# What you are asked to do
Of the lines in the listing below, count those containing "blurred". Provide the count and nothing else.

□ □ □ □

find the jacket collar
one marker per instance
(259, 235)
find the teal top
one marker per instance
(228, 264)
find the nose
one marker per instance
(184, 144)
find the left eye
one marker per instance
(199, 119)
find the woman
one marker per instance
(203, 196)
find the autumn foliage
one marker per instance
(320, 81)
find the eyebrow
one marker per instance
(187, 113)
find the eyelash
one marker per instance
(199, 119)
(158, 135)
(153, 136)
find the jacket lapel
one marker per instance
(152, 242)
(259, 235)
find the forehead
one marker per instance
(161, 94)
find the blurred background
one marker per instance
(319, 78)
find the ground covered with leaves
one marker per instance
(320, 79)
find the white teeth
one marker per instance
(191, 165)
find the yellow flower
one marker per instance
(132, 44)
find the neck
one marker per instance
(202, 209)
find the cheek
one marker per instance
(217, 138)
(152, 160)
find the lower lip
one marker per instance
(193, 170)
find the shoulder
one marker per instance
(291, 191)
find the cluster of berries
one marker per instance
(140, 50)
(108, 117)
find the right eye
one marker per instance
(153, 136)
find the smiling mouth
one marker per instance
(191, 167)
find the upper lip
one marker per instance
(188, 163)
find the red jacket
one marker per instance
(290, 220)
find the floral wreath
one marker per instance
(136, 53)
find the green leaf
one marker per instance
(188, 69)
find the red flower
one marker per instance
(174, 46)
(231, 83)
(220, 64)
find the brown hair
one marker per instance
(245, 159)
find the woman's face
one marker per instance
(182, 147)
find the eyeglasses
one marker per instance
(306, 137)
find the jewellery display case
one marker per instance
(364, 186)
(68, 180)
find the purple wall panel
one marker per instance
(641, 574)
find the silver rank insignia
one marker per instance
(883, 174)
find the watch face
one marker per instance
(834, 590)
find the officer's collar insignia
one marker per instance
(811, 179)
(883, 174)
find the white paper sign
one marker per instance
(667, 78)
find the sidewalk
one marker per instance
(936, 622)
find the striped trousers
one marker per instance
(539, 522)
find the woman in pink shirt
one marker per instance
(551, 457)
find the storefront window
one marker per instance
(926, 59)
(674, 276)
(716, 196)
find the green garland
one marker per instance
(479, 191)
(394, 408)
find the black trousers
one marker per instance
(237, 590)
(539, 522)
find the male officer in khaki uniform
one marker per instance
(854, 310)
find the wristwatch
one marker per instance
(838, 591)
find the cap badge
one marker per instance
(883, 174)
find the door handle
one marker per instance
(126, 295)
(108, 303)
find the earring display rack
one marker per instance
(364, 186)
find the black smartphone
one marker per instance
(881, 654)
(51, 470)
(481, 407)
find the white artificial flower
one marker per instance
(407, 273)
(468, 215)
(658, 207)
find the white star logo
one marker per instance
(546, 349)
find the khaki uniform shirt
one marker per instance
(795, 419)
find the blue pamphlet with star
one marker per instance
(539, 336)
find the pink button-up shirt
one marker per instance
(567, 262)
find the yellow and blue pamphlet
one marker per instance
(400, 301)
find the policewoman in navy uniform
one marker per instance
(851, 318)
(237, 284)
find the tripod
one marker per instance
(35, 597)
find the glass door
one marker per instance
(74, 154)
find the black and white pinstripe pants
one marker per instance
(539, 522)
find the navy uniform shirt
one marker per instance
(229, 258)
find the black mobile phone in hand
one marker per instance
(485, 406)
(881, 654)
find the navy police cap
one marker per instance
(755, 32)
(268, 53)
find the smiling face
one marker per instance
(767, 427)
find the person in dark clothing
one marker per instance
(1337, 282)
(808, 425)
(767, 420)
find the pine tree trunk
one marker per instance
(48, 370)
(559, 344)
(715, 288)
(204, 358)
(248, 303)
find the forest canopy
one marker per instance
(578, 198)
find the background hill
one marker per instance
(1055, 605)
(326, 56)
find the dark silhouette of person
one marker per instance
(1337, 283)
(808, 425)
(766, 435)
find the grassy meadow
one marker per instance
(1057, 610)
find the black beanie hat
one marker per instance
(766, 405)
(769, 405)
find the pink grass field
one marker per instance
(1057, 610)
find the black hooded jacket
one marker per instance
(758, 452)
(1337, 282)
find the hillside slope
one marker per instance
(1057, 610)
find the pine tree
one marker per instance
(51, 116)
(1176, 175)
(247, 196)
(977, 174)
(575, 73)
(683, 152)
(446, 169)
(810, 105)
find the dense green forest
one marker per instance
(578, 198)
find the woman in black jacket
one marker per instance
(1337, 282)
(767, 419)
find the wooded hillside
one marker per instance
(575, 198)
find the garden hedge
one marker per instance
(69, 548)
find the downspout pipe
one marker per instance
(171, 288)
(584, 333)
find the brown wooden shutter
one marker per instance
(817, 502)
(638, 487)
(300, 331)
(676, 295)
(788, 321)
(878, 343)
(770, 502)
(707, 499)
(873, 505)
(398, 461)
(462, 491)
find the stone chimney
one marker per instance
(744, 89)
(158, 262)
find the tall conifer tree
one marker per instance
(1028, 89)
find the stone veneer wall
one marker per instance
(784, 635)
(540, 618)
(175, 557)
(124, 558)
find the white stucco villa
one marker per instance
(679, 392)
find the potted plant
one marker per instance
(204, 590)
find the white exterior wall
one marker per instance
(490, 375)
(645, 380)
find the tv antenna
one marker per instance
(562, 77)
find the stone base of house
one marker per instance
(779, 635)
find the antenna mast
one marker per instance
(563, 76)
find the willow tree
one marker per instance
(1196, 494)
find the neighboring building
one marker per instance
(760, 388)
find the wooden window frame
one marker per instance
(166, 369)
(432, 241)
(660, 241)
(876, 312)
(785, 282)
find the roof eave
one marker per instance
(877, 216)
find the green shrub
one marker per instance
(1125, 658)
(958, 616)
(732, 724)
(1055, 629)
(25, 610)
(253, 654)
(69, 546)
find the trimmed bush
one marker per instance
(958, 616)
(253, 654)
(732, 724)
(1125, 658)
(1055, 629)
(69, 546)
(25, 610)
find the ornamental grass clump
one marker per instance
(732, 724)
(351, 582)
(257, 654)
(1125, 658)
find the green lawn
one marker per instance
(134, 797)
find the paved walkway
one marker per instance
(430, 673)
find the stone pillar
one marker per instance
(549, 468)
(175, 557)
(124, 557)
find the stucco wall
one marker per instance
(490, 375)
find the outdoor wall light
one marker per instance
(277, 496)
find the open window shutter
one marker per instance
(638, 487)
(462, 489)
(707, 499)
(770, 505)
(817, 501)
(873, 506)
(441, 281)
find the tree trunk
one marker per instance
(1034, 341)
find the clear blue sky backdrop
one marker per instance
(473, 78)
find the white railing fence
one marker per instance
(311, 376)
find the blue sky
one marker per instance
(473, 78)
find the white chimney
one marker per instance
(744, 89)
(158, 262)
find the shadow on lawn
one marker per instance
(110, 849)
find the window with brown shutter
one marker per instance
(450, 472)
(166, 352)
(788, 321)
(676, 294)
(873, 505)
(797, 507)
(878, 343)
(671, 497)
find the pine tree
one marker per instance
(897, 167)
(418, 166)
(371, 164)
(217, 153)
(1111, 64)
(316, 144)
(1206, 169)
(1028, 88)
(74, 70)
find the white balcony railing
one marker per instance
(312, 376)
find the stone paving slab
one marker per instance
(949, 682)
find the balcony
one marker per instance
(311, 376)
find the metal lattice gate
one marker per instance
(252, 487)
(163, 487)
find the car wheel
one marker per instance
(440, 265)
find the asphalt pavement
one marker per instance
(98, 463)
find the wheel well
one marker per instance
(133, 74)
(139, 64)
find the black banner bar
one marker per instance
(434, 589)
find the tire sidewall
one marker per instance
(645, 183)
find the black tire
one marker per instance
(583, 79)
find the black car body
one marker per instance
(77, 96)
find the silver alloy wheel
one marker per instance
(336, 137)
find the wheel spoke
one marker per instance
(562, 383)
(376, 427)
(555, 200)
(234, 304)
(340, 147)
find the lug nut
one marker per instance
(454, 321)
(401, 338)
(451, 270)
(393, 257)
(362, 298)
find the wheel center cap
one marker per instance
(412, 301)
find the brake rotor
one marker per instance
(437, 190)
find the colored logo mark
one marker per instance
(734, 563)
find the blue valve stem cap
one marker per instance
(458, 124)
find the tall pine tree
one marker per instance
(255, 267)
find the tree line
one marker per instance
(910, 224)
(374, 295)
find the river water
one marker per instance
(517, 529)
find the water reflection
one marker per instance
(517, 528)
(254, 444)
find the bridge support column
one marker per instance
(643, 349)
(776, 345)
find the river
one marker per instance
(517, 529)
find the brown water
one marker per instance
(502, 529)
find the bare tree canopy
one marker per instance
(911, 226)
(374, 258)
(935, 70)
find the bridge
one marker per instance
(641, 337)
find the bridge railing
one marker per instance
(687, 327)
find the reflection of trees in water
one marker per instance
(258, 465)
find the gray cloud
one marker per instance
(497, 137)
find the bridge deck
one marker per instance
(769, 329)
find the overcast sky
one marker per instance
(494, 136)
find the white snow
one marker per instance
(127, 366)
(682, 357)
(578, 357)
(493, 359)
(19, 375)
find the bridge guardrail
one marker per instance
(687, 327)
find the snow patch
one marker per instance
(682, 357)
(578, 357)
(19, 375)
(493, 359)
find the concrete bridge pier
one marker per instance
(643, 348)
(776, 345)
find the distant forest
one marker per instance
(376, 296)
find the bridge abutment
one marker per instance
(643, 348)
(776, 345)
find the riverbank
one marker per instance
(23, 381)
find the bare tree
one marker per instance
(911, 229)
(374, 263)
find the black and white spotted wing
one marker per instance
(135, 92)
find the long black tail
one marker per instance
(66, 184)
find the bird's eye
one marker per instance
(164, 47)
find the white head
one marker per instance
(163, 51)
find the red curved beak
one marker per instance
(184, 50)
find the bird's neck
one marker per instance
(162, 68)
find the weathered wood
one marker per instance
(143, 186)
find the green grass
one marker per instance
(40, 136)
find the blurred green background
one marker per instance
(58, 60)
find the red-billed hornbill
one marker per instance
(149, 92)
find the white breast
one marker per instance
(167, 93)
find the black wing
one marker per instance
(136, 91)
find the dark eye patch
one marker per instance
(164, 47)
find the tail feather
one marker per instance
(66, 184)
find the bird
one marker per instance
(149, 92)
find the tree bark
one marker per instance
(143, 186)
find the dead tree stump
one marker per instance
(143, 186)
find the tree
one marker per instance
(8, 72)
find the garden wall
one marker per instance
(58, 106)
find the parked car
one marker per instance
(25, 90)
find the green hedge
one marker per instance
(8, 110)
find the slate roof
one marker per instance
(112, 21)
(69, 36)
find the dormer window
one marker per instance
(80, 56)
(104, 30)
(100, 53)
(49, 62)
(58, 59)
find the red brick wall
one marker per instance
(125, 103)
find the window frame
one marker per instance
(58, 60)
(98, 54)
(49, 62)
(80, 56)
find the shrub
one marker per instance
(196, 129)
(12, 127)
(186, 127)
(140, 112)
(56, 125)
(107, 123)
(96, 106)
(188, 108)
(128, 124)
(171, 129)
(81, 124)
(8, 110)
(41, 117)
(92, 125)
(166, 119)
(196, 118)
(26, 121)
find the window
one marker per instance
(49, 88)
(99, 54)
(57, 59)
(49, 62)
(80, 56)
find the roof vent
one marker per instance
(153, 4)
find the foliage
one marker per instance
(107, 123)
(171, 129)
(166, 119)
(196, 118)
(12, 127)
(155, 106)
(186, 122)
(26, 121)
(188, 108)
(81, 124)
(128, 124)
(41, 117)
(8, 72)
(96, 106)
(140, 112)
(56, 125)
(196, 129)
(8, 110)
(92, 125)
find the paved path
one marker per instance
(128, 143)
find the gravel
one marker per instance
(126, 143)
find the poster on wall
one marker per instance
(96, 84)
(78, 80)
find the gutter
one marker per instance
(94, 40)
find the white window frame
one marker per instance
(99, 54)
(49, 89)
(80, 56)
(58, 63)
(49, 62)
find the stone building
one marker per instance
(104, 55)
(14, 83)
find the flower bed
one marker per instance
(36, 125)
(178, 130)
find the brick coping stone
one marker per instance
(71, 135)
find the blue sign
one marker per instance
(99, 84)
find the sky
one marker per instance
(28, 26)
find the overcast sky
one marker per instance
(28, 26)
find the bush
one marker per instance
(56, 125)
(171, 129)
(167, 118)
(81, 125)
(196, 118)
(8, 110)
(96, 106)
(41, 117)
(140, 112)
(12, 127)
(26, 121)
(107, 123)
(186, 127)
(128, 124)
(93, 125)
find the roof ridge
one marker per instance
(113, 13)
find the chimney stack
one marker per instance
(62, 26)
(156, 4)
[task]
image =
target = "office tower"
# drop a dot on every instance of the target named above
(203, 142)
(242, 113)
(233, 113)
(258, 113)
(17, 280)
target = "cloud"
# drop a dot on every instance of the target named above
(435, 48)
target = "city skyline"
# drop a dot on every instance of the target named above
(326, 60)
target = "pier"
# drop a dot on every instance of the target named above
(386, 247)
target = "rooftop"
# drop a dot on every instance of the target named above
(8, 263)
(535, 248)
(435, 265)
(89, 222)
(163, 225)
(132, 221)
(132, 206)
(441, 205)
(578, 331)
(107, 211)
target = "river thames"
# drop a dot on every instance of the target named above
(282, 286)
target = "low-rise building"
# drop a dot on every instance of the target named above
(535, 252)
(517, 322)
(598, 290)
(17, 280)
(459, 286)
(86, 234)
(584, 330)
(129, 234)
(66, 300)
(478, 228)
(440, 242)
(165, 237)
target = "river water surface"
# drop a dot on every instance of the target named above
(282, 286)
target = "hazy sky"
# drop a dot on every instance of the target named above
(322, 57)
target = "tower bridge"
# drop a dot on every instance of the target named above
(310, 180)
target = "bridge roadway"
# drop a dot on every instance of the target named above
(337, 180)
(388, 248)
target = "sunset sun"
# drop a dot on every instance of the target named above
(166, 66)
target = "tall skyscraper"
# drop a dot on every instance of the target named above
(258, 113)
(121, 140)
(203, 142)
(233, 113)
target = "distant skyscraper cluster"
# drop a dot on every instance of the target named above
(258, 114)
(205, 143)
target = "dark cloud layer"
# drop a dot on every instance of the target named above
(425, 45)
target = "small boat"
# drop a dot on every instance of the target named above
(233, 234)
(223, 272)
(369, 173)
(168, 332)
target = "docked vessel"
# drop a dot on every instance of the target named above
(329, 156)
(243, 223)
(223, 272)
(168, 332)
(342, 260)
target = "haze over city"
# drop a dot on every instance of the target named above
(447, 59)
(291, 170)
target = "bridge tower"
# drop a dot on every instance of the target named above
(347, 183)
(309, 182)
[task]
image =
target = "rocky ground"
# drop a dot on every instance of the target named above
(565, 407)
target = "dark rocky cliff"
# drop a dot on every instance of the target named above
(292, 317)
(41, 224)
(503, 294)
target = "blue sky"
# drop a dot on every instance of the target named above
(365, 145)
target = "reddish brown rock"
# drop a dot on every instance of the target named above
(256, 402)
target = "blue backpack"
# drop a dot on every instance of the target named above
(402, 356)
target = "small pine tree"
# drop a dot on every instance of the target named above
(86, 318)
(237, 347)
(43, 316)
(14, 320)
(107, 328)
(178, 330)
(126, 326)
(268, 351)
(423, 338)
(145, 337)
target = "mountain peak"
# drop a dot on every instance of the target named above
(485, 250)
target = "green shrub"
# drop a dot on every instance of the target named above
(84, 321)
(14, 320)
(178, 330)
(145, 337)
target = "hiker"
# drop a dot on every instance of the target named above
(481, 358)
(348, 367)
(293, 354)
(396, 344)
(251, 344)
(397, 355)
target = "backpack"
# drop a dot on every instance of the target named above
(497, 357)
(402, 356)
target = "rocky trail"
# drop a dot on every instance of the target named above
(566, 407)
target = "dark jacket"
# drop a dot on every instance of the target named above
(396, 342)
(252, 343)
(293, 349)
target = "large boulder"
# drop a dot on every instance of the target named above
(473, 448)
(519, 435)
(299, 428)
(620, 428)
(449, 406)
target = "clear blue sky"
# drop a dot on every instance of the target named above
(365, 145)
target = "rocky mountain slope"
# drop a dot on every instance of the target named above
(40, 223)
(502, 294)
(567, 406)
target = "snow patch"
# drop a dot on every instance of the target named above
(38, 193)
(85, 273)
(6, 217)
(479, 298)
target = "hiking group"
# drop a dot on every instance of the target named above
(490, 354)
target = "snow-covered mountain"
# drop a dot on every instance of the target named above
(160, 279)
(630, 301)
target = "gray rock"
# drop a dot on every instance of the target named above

□ □ □ □

# Answer
2